- Required work:
- 1) According to the Doctor Who review, why did a single one-hour episode carry so much pressure? Answer in one to three sentences.
- 2) Reproduce the Doctor Who review word for word, everything from "Matt Smith(the 11th" down to "your core audience.".

Thwhtguardian reviews Doctor Who: The Eleventh Hour

Thwhtguardian reviews Doctor Who: The Eleventh Hour

Thwhtguardian reviews Doctor Who: The Eleventh Hour

Matt Smith(the 11th doctor) may have saved the world in 20 minutes, but was he any good? Find out after the jump!

(spoiler free)

The first story by any new Doctor is one that fills fans with anticipation and trepidation. Get it right and you launch the new era with style, grace and winning over the idle fan who may be tuning in to see what this new Doctor is like. Do it wrong and you risk alienating not only the casual fan but also your core audience.

Add to it the pressures of introducing a new producer after the commercially successful run of Russell T. Davies at the helm and you’ve got a lot of pressure for a single one-hour episode of “Doctor Who.”

Thankfully, “The Eleventh Hour” is more than up to the task of transitioning to a new era for the world’s longest running science-fiction series.

- Information supplied:
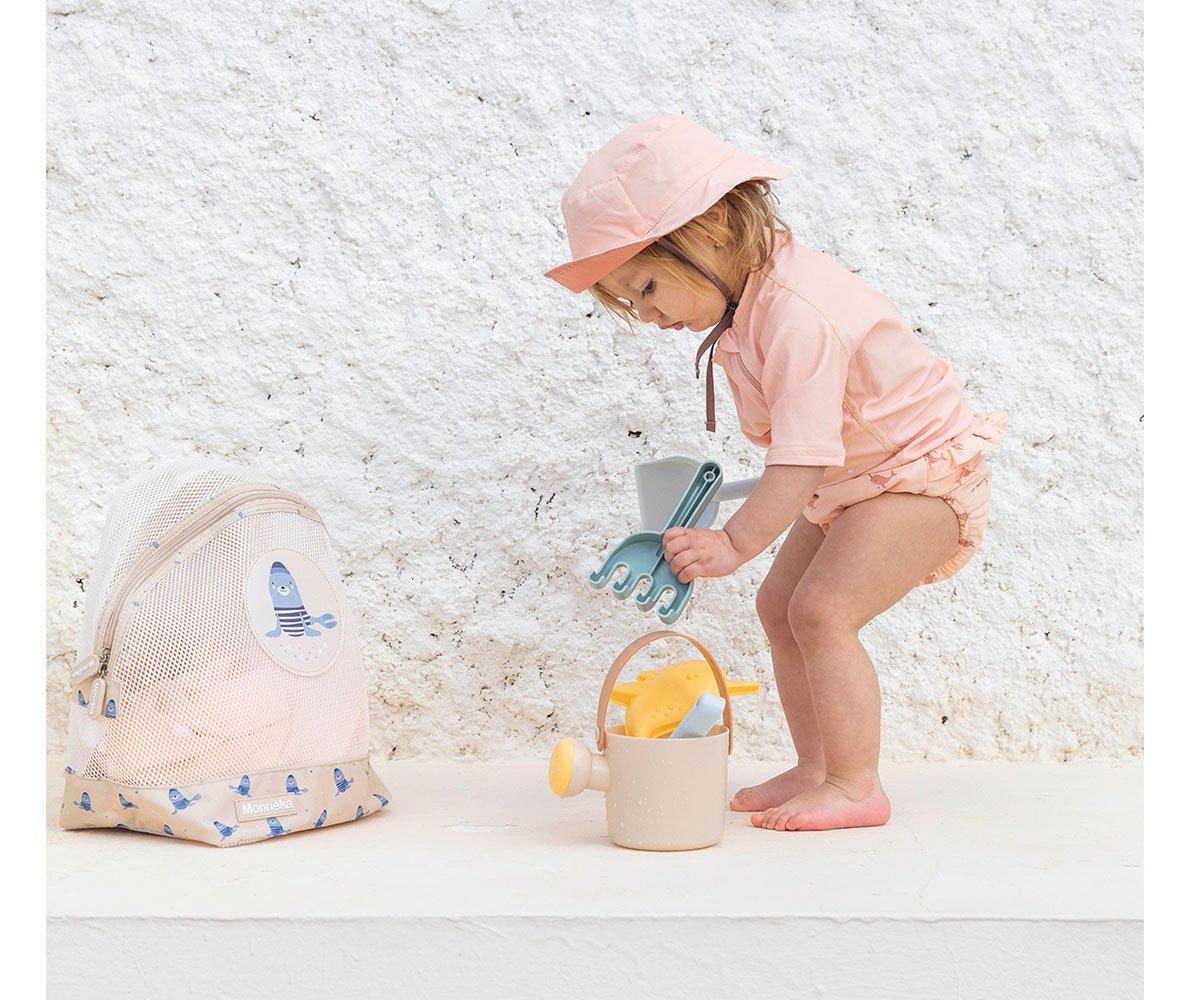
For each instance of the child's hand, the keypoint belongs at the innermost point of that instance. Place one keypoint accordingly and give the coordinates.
(695, 552)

- Task answers:
- 1) As a new Doctor's first story, the episode could either launch the new era with style and win over casual viewers or alienate both casual fans and the core audience. It also had to introduce a new producer after Russell T. Davies's commercially successful run.

- 2)
Matt Smith(the 11th doctor) may have saved the world in 20 minutes, but was he any good? Find out after the jump!

(spoiler free)

The first story by any new Doctor is one that fills fans with anticipation and trepidation. Get it right and you launch the new era with style, grace and winning over the idle fan who may be tuning in to see what this new Doctor is like. Do it wrong and you risk alienating not only the casual fan but also your core audience.